> **WORK INSTRUCTION**: From the text on supervised consumption sites, copy out the passage that begins with "There are more" and ends after "Ontario, and Québec.", substituting "crisis" for "emergency".

> **SOURCE DOCUMENT**:
But Québec didn’t stop there. After public health leaders conducted a review of academic literature on harm reduction in 2009, it became clear that still more options were available. The effectiveness of needle exchange led to the first safe consumption sites in Quebec, Cloutier said.
Supervised consumption sites
Supervised consumption sites (SCS) are designated centers where people can use previously obtained substances under the safety and supervision of trained staff.
There are more than 200 SCS operating in 14 countries around the world today. The first sites in North America were opened in Vancouver in 2003, amid a growing HIV and overdose emergency. Similar programs are up and running, with federal and regional support, in British Columbia, Alberta, Ontario, and Québec.
According to Marshall, who was on the team that studied the initial impact of Canada’s first SCS in Vancouver, these sites reduce HIV and other infectious diseases, prevent overdose and public disposal of syringes, and — most importantly — “show that overdose deaths are preventable.”
“Despite millions of injections at the Vancouver facility, there has never been a death there, nor in any supervised consumption site in the world,” he said.

> **GIVEN DATA**:
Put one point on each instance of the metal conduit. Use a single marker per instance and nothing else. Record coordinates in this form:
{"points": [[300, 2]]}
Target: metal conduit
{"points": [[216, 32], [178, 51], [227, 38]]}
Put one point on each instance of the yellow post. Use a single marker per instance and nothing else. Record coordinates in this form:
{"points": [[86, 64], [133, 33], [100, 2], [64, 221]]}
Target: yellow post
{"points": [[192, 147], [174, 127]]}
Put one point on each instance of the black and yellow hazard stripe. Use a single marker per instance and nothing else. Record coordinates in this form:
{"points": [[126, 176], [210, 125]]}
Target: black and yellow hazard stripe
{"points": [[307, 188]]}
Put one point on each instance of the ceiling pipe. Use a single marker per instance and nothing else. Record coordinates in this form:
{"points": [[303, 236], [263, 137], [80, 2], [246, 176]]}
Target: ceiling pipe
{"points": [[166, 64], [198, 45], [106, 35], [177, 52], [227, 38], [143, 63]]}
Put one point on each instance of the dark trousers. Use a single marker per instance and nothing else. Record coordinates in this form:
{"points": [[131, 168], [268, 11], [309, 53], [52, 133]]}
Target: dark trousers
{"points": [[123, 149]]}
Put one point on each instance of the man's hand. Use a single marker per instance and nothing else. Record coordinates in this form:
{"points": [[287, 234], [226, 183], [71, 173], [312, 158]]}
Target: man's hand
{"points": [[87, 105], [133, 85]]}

> **TASK OUTPUT**:
There are more than 200 SCS operating in 14 countries around the world today. The first sites in North America were opened in Vancouver in 2003, amid a growing HIV and overdose crisis. Similar programs are up and running, with federal and regional support, in British Columbia, Alberta, Ontario, and Québec.